What is needed: Using the entries below, write out the line with "locate every continental", the line with "locate every ferodo", and every line in between, exactly as each is written.

Data section:
────────────────────────────────────────
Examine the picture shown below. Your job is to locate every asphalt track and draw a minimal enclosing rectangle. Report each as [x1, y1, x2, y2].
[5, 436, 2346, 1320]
────────────────────────────────────────
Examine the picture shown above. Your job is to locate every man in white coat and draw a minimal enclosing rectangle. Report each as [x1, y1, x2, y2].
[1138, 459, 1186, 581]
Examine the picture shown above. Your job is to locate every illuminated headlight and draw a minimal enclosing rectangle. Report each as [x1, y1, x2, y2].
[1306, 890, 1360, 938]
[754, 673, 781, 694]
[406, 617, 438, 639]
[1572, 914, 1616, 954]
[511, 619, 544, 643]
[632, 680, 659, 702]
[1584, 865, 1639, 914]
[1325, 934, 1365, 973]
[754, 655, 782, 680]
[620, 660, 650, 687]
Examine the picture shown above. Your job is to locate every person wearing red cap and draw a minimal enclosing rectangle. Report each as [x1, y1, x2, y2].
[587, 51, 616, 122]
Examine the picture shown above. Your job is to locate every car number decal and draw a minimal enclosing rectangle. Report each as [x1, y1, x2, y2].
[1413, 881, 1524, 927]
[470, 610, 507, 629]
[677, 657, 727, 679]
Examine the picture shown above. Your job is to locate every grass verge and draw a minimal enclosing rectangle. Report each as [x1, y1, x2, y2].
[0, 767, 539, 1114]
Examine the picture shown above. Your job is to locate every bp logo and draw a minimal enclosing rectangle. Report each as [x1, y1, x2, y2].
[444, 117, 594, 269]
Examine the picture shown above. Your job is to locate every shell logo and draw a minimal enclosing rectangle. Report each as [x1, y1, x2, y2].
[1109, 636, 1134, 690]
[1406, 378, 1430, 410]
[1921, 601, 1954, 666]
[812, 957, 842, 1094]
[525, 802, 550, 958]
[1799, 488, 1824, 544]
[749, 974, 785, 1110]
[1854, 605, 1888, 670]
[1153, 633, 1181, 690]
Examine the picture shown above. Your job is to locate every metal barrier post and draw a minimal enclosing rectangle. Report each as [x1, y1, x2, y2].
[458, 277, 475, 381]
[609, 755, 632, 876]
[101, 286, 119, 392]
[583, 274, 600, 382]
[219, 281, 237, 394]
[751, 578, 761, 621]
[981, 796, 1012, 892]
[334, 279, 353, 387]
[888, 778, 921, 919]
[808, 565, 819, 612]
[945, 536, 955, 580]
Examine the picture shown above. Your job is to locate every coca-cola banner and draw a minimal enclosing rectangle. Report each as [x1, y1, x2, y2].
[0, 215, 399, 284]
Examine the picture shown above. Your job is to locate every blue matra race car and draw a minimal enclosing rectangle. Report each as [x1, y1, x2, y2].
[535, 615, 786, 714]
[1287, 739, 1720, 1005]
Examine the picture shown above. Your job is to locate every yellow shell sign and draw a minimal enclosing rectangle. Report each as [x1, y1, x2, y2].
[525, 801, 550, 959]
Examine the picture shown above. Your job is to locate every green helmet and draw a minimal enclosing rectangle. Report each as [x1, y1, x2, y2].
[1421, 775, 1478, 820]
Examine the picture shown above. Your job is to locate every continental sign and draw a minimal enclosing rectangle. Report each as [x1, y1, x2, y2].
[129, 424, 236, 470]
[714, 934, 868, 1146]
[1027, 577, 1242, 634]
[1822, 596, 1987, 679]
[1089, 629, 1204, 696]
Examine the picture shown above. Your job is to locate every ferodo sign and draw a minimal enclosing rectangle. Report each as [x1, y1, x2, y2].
────────────────────────────────────────
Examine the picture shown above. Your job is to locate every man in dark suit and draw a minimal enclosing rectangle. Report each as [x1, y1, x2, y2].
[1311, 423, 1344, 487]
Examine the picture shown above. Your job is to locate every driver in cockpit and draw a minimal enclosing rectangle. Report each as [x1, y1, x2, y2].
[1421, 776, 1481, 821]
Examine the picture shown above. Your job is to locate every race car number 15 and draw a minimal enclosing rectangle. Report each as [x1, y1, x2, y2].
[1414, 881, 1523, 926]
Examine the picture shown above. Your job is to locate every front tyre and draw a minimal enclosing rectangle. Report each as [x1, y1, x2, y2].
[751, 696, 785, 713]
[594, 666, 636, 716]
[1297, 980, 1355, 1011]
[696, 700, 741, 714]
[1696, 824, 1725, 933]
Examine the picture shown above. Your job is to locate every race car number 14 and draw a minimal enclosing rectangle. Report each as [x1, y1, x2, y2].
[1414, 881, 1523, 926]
────────────────────────────────────────
Solution for this exercise:
Examine the picture shown above. Your job is to locate every continental sign and draw a minimal enclosing rectangle. Report each as [x1, y1, x2, y2].
[129, 424, 236, 470]
[714, 934, 868, 1146]
[1027, 577, 1242, 634]
[1822, 596, 1987, 679]
[1089, 629, 1204, 696]
Examine the picture shown above. Your job is to locate every ferodo sign and draw a minimal enclosing rectangle. Report each as [x1, y1, x2, y2].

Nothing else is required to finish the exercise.